• [YOUR INSTRUCTIONS] The entries below contain a stretch that opens with the line containing "Put a point on the group" and closes with the line containing "Put a point on the metal support"; set down that stretch exactly, both ends included, and nothing else.

(THE DATA)

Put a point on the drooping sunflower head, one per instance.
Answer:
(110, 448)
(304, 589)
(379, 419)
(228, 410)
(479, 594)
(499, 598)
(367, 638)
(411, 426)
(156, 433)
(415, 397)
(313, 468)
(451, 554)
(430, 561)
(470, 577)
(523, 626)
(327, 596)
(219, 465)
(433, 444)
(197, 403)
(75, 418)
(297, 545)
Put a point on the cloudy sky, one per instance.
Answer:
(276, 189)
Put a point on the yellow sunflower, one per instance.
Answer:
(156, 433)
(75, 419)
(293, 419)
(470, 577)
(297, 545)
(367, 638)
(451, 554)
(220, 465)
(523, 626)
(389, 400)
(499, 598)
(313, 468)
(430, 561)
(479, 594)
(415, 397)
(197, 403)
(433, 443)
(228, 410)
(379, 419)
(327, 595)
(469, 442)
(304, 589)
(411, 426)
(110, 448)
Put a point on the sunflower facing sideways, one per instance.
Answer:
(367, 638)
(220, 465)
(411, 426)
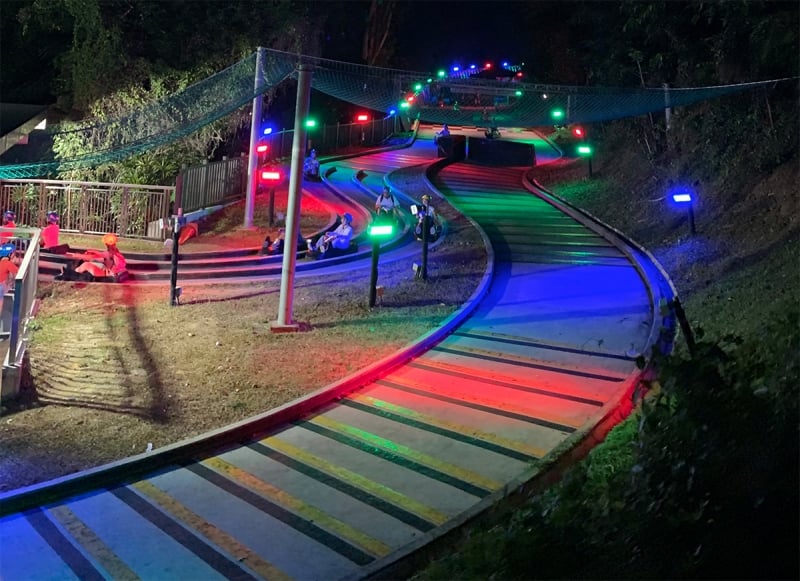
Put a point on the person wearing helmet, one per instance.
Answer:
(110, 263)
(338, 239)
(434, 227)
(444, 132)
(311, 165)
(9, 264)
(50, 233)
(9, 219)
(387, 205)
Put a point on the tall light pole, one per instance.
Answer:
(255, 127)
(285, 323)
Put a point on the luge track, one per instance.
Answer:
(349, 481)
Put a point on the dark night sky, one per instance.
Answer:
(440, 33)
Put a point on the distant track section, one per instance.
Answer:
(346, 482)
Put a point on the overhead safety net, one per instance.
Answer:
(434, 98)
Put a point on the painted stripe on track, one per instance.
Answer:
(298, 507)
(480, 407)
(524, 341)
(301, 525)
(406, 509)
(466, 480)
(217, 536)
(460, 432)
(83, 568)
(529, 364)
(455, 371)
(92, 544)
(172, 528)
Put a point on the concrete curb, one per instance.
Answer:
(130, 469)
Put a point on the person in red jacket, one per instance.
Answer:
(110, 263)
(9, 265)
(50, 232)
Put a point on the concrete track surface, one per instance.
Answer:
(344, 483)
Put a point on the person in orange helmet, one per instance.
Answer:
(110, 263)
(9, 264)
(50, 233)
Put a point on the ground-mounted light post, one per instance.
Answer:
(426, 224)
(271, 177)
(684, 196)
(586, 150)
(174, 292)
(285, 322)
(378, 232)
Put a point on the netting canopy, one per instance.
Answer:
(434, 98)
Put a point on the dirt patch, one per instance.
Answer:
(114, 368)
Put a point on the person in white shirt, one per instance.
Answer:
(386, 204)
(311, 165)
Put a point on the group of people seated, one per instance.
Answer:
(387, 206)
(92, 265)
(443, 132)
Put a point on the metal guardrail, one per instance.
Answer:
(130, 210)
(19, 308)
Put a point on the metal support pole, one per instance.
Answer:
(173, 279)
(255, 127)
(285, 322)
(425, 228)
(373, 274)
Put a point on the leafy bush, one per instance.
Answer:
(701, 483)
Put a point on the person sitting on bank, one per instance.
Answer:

(End THE DATA)
(THE DATA)

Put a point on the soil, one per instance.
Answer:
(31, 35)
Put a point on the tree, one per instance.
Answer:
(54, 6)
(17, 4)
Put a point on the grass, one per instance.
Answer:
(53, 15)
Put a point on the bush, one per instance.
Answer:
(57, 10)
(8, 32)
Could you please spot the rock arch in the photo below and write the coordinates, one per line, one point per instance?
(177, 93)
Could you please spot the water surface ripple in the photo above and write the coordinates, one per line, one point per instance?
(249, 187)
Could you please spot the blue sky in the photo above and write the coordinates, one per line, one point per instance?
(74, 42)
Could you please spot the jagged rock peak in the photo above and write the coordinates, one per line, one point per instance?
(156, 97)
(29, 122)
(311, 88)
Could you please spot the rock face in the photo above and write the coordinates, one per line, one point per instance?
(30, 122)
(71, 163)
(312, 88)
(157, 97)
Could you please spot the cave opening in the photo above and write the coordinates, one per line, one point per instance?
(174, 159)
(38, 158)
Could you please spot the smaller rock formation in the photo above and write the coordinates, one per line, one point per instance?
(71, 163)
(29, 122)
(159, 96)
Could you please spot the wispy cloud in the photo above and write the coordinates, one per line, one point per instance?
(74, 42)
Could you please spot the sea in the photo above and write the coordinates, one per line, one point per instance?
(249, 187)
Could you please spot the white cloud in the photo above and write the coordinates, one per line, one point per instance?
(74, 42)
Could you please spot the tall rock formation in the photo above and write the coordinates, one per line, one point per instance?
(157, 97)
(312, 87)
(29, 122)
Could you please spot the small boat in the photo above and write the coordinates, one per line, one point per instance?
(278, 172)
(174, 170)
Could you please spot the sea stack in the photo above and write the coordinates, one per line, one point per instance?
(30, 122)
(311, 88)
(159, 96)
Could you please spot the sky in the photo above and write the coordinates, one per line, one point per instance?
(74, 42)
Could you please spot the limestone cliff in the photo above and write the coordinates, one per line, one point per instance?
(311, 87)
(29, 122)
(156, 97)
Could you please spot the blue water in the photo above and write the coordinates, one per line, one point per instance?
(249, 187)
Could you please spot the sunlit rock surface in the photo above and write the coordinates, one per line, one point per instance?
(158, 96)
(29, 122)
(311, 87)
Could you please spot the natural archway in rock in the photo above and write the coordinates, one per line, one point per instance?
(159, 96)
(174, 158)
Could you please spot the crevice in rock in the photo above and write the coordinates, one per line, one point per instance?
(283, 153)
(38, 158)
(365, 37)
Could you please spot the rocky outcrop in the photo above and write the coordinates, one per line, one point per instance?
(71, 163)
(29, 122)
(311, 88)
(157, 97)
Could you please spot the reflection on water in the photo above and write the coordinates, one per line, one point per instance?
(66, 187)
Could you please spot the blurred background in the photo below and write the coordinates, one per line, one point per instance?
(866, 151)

(End THE DATA)

• [TASK SOLUTION]
Put a point on the group of people seated, one per instance.
Answer:
(387, 206)
(92, 265)
(443, 132)
Put a point on the metal guardrail, one per instance.
Answer:
(130, 210)
(19, 308)
Put a point on the metal support pole, one per instance.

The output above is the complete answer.